# [Task goal]
Copy out all of the data exactly as it appears.

# [Source material]
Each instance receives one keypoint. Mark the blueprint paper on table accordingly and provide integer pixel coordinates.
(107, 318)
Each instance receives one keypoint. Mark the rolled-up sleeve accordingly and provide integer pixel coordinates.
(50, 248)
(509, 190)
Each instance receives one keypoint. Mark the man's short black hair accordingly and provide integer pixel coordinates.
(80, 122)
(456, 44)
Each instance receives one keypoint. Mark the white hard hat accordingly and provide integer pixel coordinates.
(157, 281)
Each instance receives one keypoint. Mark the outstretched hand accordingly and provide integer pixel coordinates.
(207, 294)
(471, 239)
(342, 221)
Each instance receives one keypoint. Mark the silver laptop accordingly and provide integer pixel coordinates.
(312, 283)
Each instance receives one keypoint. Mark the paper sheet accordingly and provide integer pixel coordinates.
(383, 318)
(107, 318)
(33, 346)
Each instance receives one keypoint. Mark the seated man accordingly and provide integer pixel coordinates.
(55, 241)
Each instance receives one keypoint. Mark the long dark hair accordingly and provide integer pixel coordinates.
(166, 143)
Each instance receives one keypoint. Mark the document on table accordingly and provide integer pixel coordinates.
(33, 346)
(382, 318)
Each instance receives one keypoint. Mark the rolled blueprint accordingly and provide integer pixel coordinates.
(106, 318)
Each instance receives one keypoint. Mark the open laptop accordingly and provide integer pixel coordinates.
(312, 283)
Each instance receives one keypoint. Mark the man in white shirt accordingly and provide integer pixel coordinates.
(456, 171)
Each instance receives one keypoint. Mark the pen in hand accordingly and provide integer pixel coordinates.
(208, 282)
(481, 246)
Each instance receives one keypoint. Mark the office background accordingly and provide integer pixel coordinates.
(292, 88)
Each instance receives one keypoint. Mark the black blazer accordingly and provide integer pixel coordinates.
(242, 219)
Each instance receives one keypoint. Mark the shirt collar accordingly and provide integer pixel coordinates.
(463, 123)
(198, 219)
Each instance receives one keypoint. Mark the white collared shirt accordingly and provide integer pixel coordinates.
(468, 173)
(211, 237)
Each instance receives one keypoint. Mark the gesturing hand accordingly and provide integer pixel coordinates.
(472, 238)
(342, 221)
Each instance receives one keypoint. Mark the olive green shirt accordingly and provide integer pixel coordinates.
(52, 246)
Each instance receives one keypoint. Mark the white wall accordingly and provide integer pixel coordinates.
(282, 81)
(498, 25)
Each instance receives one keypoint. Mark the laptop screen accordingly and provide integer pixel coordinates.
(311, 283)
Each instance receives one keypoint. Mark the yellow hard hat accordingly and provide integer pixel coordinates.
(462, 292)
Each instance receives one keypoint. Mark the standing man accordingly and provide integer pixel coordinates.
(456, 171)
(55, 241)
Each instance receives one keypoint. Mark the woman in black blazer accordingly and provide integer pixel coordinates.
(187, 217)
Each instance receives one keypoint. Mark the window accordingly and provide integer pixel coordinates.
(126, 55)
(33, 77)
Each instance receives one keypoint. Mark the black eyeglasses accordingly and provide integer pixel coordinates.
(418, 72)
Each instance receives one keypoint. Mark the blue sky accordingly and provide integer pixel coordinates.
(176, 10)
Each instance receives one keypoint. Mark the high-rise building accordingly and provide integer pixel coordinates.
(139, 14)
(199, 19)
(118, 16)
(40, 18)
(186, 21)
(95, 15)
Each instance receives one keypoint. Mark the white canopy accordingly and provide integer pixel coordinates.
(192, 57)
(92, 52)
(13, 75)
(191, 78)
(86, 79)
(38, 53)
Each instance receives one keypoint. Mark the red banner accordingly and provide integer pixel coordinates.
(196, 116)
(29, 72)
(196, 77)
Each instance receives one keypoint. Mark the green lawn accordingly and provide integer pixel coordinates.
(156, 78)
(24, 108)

# [Solved exercise]
Each instance receives one keypoint. Mark the blueprint paper on table accordingly and provide integer pixel coordinates.
(107, 318)
Each instance receives one keypoint. Mark the rolled-up sleeve accordingly and provide integer pixel coordinates.
(50, 248)
(509, 190)
Each instance receives one keypoint. Mark the man's short black hair accordingly and provide integer pixel coordinates.
(80, 122)
(456, 44)
Each instance receives one keypoint. Mark the white hard hat accordingly and provide integer pixel coordinates.
(157, 281)
Each instance receives one keypoint. Mark the outstretched hand accordingly and provide integer pixel coordinates.
(207, 294)
(471, 239)
(342, 221)
Each instance receives one keypoint. Mark the silver laptop accordingly and provide integer pixel coordinates.
(312, 283)
Each instance receives one keypoint. Mark the paper sheet accordingly and provide integer pixel coordinates.
(383, 318)
(107, 318)
(33, 346)
Each instance receives one keypoint. Mark the seated man accordingly and provide integer pixel coordinates.
(55, 241)
Each instance receives one keypoint. Mark the long dark hair accordingly and provide integer pixel coordinates.
(166, 143)
Each instance receives one keypoint. Mark the document on table accordingly and provide integer pixel coordinates.
(33, 346)
(382, 318)
Each instance receives one keypoint. Mark the rolled blueprint accordingly and provide integer pixel coordinates.
(106, 318)
Each instance receives one keypoint. Mark the open laptop accordingly and provide integer pixel coordinates.
(312, 283)
Each instance receives one keypoint. Mark the man in white shirt accordingly and provide integer pixel coordinates.
(456, 171)
Each instance receives one keypoint. Mark the pen in hand accordingly and provide integer pixel coordinates.
(208, 282)
(481, 246)
Each instance receives one keypoint. Mark the office background accordingly and provide integer pixel coordinates.
(292, 88)
Each instance receives one keypoint. Mark the black blazer accordingly and provide integer pixel coordinates.
(242, 219)
Each instance receives one keypoint. Mark the shirt collar accordingly and provide integer pixel coordinates.
(463, 123)
(198, 219)
Each instance receives one keypoint. Mark the white collared shirt accordingly and provide integer pixel coordinates.
(468, 173)
(211, 237)
Each instance receives one keypoint. Mark the gesturing hand accordingly and provide integer pixel coordinates.
(472, 238)
(342, 221)
Each instance receives one keypoint. Mark the olive green shirt accordingly and provide integer pixel coordinates.
(52, 246)
Each instance receives one keypoint. Mark the white wall accordingly and provide integer pixel coordinates.
(282, 81)
(498, 25)
Each instance receives one keypoint. Mark the laptop screen accordingly and provide integer pixel coordinates.
(311, 283)
Each instance receives one keypoint. Mark the yellow hard hat accordingly and provide integer pixel coordinates.
(462, 292)
Each instance receives one keypoint. Mark the standing man accordingly and provide integer pixel coordinates.
(456, 171)
(55, 241)
Each instance receives one keypoint. Mark the woman in black blazer accordingly and provide integer pixel coordinates.
(187, 217)
Each instance receives one keypoint. Mark the window accordingly and provide integer pixel coordinates.
(126, 55)
(33, 77)
Each instance receives one keypoint. Mark the black eyeglasses accordingly and provide integer pixel coordinates.
(418, 72)
Each instance receives one keypoint. Mark the blue sky accordingly and provide integer pixel coordinates.
(176, 10)
Each instance receives one keypoint. Mark the high-rise building accordingly and provide integer pixel coordinates.
(139, 14)
(199, 19)
(118, 16)
(40, 18)
(186, 21)
(95, 15)
Each instance receives one keypoint. Mark the white canopy accordingly and provide integer pixel coordinates.
(192, 57)
(92, 52)
(13, 75)
(191, 78)
(86, 79)
(38, 53)
Each instance receives one keypoint. Mark the red banner accordingly and provide integer pixel coordinates.
(196, 116)
(29, 72)
(196, 77)
Each instance receives one keypoint. Mark the green lawn accordingly and provide integer pixel coordinates.
(156, 78)
(24, 108)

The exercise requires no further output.